> _SELECTED EXTRACT_
## Begin
9.2 x 7.7 x 3.2 cm. Lustrous, dark battleship-gray tetrahedrite crystals to 2.6 cm RICHLY cover needle quartz-covered matrix on this showy sulfide specimen from the Pincushion II Pocket of the very famous and now-closed Sweet Home Mine. These are large Sweet Home tetrahedrites and this is an excellent accessory mineral specimen from this renowned locality.
3.1 x 2.8 x 1.5 cm. An OLD-TIME, CLASSIC and BEAUTIFUL specimen of two, gem-like, quartz crystals included with hematite on matrix covered with specular hematite from the famous iron mines of Egremont, England. The quartz crystals look like cut diamonds, they are so exquisite! Most people call these beta quartz for the bipyramidal form, but technically they have an extra thin face and are not. Very trivial edge wear is certainly not a detraction from this super old-timer, as you can see. Ex. Richard Hauck Quartz Collection.
7.0 x 4.5 x 4.5 cm. A showy and excellent Chinese specimen of water-clear quartz crystals to 4.7 cm beautifully set in an older generation of milky quartz. Nestled in the milky quartz and "guarded" by the quartz spires is beautiful hematite rosette. This very aesthetic combination specimen is damage-free. The quartz crystal just behind the rosette and in front of the spires has a healed termination.
## End
> _DATA ROWS_
## Begin
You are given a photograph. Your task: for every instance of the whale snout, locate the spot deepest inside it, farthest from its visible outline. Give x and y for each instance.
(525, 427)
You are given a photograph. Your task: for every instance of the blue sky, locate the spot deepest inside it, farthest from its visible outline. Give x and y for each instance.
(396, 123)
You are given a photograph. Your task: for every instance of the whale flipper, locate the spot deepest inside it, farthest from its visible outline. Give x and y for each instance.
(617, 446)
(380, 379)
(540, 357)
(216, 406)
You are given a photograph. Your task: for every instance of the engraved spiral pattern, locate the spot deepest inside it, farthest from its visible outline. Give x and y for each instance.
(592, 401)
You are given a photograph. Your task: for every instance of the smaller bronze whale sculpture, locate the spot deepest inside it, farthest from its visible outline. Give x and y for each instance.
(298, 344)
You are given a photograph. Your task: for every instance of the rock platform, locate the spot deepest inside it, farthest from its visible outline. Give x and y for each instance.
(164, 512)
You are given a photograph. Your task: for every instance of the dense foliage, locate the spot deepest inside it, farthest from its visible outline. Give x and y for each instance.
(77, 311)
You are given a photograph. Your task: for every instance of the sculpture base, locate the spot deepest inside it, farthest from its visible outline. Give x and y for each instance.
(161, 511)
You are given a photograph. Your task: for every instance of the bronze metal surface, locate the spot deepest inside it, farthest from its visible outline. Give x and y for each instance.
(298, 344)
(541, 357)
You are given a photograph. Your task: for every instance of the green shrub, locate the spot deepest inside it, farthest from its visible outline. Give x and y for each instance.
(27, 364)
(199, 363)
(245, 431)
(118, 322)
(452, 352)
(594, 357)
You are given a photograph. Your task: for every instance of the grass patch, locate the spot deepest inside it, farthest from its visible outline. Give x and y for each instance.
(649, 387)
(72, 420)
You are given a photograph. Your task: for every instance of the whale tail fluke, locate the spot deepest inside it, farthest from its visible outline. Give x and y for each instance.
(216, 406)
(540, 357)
## End
## Begin
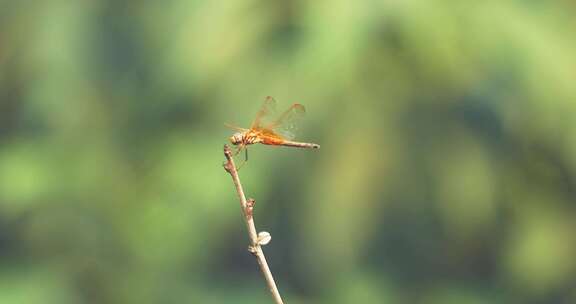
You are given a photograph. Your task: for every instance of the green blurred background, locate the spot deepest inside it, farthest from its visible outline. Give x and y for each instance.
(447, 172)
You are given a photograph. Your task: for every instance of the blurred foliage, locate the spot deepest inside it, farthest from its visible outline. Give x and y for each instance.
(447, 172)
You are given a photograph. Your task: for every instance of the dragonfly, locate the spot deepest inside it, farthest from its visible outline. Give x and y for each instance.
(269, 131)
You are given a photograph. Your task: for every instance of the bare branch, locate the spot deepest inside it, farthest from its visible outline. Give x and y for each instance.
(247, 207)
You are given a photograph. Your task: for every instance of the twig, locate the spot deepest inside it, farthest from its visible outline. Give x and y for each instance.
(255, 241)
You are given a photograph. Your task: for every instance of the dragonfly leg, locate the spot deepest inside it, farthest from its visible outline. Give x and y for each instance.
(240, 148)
## End
> _WHAT YOU NEED TO DO_
#1 According to the mineral specimen descriptions, what mine did the tetrahedrite specimen come from?
#2 Pick up the mineral specimen descriptions after their last sentence and continue them.
The records have no connection to the mineral specimen descriptions.

> _RESPONSES BY TASK_
#1 The Sweet Home Mine, from its Pincushion II Pocket.

#2
7.0 x 6.6 x 4.5 cm. An OLD-TIME and aesthetic cluster of glassy, purple amethyst crystals from a CLASSIC North Carolina locality - Iredell County. This very fine example has the typical beautiful color and crystal form of Southern Appalachian amethysts. One of the three major crystals is complete all-around. The other two are contacted on the back, which has an OLD cloth label. Ex. Crunden and Richard Hauck Collections. The Crunden Family were early contributors to the Harvard Mineral Museum. Accompanied by an old Crunden label.
7.5 x 5.3 x 3.7 cm. A very showy and large epidote crystal from the famous Green Monster Mountain on Prince of Wales Island, Alaska. This highly lustrous and beautifully striated, dark olive-green crystal is nicely accented by smaller epidotes and needle quartz crystals. This is a large and very highly representative specimen of the species and locality. The termination area is essentially pristine. A couple of broken quartz crystals and the out of sight contacting on the back are certainly not detraction. A major, large epidote from the John Ydren Collection.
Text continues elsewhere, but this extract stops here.